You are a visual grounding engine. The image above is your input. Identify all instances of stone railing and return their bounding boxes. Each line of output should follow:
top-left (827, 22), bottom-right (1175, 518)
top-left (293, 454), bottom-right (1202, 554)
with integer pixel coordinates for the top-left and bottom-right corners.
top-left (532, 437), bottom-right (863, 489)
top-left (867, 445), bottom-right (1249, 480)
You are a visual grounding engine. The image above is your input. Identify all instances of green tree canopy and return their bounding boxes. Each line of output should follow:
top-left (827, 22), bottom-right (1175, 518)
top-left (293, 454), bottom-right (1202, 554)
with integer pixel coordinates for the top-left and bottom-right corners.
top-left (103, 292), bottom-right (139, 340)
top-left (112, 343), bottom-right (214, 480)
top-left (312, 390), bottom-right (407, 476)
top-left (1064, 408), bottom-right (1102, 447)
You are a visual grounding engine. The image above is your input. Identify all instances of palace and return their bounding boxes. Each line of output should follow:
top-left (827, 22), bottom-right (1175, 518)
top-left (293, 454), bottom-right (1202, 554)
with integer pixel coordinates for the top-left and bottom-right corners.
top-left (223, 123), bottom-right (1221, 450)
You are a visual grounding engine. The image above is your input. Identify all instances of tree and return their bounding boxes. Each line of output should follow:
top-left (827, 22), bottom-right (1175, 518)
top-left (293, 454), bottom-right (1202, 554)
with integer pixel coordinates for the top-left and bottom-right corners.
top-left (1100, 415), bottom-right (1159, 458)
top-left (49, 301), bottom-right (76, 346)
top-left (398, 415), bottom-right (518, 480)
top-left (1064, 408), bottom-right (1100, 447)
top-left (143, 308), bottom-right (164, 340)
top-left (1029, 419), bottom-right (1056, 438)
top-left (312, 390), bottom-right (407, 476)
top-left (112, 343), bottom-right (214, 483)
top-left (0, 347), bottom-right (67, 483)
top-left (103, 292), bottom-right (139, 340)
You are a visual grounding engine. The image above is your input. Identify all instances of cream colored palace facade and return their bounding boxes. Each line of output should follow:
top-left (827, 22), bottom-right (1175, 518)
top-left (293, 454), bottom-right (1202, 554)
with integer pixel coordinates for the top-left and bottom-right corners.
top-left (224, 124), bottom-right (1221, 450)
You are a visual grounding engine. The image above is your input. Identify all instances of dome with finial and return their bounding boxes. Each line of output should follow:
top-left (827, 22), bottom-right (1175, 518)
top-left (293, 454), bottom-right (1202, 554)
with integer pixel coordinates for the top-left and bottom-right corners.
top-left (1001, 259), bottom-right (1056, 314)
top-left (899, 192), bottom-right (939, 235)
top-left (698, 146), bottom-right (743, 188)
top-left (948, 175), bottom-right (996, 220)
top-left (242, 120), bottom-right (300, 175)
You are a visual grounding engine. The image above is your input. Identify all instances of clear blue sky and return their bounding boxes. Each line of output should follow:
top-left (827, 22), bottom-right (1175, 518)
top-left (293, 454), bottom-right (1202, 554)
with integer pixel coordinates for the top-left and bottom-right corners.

● ● ● ●

Exercise
Copy every line of the entries above word for word, in their original order.

Output below
You are a visual grounding engine. The image above is your input. Identify all instances of stone railing and return their bounding boxes. Each line of output should follow:
top-left (827, 22), bottom-right (1175, 518)
top-left (293, 454), bottom-right (1202, 554)
with integer pixel coordinates for the top-left and bottom-right corners.
top-left (532, 437), bottom-right (863, 489)
top-left (867, 445), bottom-right (1249, 480)
You are a visual grounding engine. The image above is your input. Identify all instances of green tree canopy and return their bounding boxes. Each line of output should follow:
top-left (827, 22), bottom-right (1175, 518)
top-left (293, 454), bottom-right (1202, 554)
with integer pixel coordinates for the top-left and bottom-right corners.
top-left (103, 292), bottom-right (139, 340)
top-left (112, 343), bottom-right (214, 480)
top-left (312, 390), bottom-right (407, 476)
top-left (1064, 408), bottom-right (1102, 447)
You are a visual grounding engine. The image above is your input. Identify all instances of palace and return their bounding boxes. Each line of output should follow:
top-left (827, 22), bottom-right (1175, 518)
top-left (293, 454), bottom-right (1202, 554)
with integer pixel coordinates for the top-left and bottom-right corners.
top-left (223, 123), bottom-right (1221, 450)
You are a visual grounding engine. The image above is your input. Identify all instances of tree and return their bounding boxes. Each line of output should follow:
top-left (827, 22), bottom-right (1175, 518)
top-left (293, 454), bottom-right (1202, 554)
with integer pixel coordinates for the top-left and bottom-right corners.
top-left (1100, 415), bottom-right (1159, 458)
top-left (49, 301), bottom-right (76, 346)
top-left (398, 415), bottom-right (518, 480)
top-left (1064, 408), bottom-right (1100, 447)
top-left (143, 308), bottom-right (164, 340)
top-left (1029, 419), bottom-right (1056, 438)
top-left (312, 390), bottom-right (407, 476)
top-left (112, 343), bottom-right (214, 483)
top-left (0, 347), bottom-right (67, 483)
top-left (103, 292), bottom-right (139, 340)
You are a visual grounding engine. The image above is your input. Identify all instances of cream colored palace facade and return their bounding boxes. Each line of output should follow:
top-left (827, 22), bottom-right (1175, 518)
top-left (293, 454), bottom-right (1202, 554)
with integer pixel coordinates for the top-left and bottom-right corners.
top-left (224, 124), bottom-right (1221, 450)
You are a visual grounding engine. The image above is your input. Identify all instances of dome with finial and return their bounding boxes. Each line of output should follow:
top-left (827, 22), bottom-right (1175, 518)
top-left (293, 454), bottom-right (1202, 554)
with integer pixel coordinates for the top-left and bottom-right corners.
top-left (1001, 259), bottom-right (1056, 314)
top-left (899, 192), bottom-right (939, 235)
top-left (698, 146), bottom-right (743, 188)
top-left (948, 175), bottom-right (996, 220)
top-left (242, 120), bottom-right (300, 175)
You are a visual grounding engine. The image above is your input. Identify all instances of clear blue sky and return their bounding boxes. Each line of output should follow:
top-left (827, 22), bottom-right (1175, 518)
top-left (293, 454), bottom-right (1202, 554)
with integer pixel coordinates for the top-left and bottom-right corners.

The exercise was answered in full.